## Study questions:
1. According to the journal entry below, in which state did the writer spend six weeks with his brother Tom?
2. Decide whether each statement agrees with the journal entry below. Answer yes or no for each and quote the words of the journal entry that settle it.
(a) Sue Mahoney died from Covid-19 in January 2021.
(b) The writer still buys about a dozen mums every year.
(c) During the day, the temperature is still in the 60s.
3. Extend the journal entry below, about the writer's losses and the arrival of fall, beginning after its final sentence.

## Passage to read:
Living in Unconditional Love (29)
Sep 26, 2021
Living in Unconditional Love (29)
“Love flows from God to humans without effort:
As a bird glides through the air without moving its wings-
Thus, they go wherever they wish united in body and soul,
Yet separate in form.”
–Mechtild of Magdeburg
My wife Eileen died from esophageal cancer in February 2020 one year after being diagnosed, 60 years to the day that we met on Long Island. Then my brother Tom became ill, and I spent a total of six weeks being with him in Ohio, but he died in October 2020. My sister-in-law Sue Mahoney died from Covid-19 in January 2021. On top of it all stood the pandemic, locking everyone down for over a year.
09/26/2021 Things are back to normal, and it was a quiet week. It has taken awhile to settle down and acknowledge that life goes on, one day at a time. And if it looks like I am fumbling with what to say, you are right. But God has been gentle with me this week, giving me time to settle down. The summer is gone, fall is here, and the trees are changing color and dropping leaves, and even my bonsai are turning red and dropping leaves. The temperature is cooler, but still considerably warmer than in the years past. Not too many years ago we could have expected frost at any time, but it is still in the 60s during the day and is expected to continue like this for at least another two weeks. I did turn the AC to heat, and that is providing all the heat I need for now.
Much rain, and the grass is still growing like crazy. But the flowers are almost all gone, with a few blooms hanging around here and there – a rose bloom here, a late daylily (one is in full bloom) there, a few flowers on the phlox, and a mum or two. I don’t buy any mums (I used to buy a dozen or so) as they require too much work to plant, but I have a few that have stuck around.

## Provided data:

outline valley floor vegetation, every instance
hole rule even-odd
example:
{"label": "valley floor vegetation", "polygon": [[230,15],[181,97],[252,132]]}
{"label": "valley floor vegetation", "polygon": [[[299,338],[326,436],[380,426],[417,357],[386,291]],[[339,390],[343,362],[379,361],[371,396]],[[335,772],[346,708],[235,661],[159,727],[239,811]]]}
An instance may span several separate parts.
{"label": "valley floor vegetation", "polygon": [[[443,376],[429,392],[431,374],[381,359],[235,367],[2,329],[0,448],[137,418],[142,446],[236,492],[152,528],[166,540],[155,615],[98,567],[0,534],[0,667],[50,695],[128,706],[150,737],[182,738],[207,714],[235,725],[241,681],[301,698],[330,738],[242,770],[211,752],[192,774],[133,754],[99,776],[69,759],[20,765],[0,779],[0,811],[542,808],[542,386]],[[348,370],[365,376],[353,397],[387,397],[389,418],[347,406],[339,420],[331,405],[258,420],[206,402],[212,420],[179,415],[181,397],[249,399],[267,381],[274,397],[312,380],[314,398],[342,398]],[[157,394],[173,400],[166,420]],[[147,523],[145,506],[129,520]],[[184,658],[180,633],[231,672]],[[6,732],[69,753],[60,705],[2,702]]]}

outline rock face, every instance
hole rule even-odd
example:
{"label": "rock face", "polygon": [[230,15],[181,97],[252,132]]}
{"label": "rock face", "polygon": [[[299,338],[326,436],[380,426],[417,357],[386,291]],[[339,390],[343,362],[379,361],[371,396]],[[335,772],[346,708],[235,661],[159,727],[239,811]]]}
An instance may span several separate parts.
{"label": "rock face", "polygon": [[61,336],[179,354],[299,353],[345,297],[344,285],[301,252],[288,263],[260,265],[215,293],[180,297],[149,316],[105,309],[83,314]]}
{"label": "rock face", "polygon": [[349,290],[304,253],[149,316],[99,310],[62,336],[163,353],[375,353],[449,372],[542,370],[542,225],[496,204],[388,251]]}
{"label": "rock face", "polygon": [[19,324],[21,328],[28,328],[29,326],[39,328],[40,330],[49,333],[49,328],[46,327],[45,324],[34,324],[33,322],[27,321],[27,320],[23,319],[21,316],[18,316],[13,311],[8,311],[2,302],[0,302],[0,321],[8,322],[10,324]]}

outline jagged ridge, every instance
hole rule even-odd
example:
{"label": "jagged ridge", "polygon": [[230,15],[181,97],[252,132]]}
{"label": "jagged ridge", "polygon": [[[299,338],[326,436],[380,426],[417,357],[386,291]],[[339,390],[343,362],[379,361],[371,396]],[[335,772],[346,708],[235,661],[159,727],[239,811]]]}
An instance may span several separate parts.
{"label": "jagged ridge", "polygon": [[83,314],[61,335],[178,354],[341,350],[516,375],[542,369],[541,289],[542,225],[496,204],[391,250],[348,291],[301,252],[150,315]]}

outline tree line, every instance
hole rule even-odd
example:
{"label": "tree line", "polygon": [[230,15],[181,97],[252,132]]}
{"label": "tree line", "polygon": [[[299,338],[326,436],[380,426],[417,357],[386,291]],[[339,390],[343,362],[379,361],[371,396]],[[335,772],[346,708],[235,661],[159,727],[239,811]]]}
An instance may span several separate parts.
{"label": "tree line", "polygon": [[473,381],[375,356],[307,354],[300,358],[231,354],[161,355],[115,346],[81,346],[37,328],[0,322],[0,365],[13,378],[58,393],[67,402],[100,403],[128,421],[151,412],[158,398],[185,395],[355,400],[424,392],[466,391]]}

## Responses per task:
1. Ohio.

2.
(a) Yes: "My sister-in-law Sue Mahoney died from Covid-19 in January 2021."
(b) No: "I don’t buy any mums (I used to buy a dozen or so) as they require too much work to plant"
(c) Yes: "it is still in the 60s during the day"

3.
I visited Eileen this week, and we ‘talked’ about the award ceremony, the grandchildren, and life living alone. I have many things I can do so I pick and choose between them, usually spending an hour or two painting the paint-by-number canvases I am currently working on. I still find it difficult to work on the bonsai without Eileen. One of the fellow members of the bonsai club has offered to take some from me; I may take him up on that. They deserve better care.
I met by pure accident a past member of bonsai club at the dentist where I went for a teeth cleaning. He had done much hard work in my garden, creating terraces where there had been just a wild very steep hill before; now it looks beautiful. He has gotten married and has two little girls and is in construction and very busy. It was great just to chat for the ten minutes before I was called into the office. Always a joy to cross paths with a friend that I had not seen in several years.
As you can see, just a simple week, a chance to relax. Chatting with the two groups I meet with (one by zoom and one in one of the members houses (only three of us)) I very good, plus the short coffee visit after the Tuesday morning Mass here in Whiteny Point helps break up the alone times.
I feel that God is very gentle with me at this time in my life. I am open to doing whatever comes my way, but right now I am not seeking new things. I have been gifted with visible unconditional love for 60 years, giving me a taste of the unconditional love of God which is ongoing but not as visible as before.
Gentle One, I feel Your Love that surrounds me and holds me gently. I lean on Your strength and let You guide me on my path. That is the only sure thing I have but it is sufficient. I see beauty everywhere, even when it pours, and I wonder: how could I have been so fortunate to have a loving partner for 60 years? And so much natural beauty? Everywhere I gaze I see Your imprint on all there is. It is sufficient.